STORED ROWS ->
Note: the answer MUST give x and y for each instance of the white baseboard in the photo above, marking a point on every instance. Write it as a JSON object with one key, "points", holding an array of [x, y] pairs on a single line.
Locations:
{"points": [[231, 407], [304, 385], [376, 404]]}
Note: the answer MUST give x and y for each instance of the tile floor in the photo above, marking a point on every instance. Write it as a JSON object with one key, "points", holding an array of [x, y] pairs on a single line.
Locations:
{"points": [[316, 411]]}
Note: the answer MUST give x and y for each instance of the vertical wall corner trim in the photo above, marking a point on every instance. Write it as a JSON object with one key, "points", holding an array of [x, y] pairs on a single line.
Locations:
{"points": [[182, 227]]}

WHAT YOU WILL DO -> Copy out the whole listing above word for word, every line included.

SOLUTION TO THIS EXERCISE ->
Note: the answer MUST give x and y for each instance of the white baseboard in the photo above, marking a point on every instance. Write it as a JSON object with one key, "points", holding an array of [x, y] pairs on a single line.
Locations:
{"points": [[231, 407], [304, 385], [376, 404]]}
Note: the answer MUST give x and y for each instance of the tile floor in the photo above, marking a point on every instance. Write it as a JSON object with one key, "points", holding an array of [x, y] pairs on a single line.
Locations:
{"points": [[316, 411]]}
Note: the answer MUST give x and y for each instance of the vertical wall corner trim in the photo above, marking a point on every instance. Write it as a JSON object with one key, "points", holding an array of [x, y] pairs on a single line.
Locations:
{"points": [[182, 227]]}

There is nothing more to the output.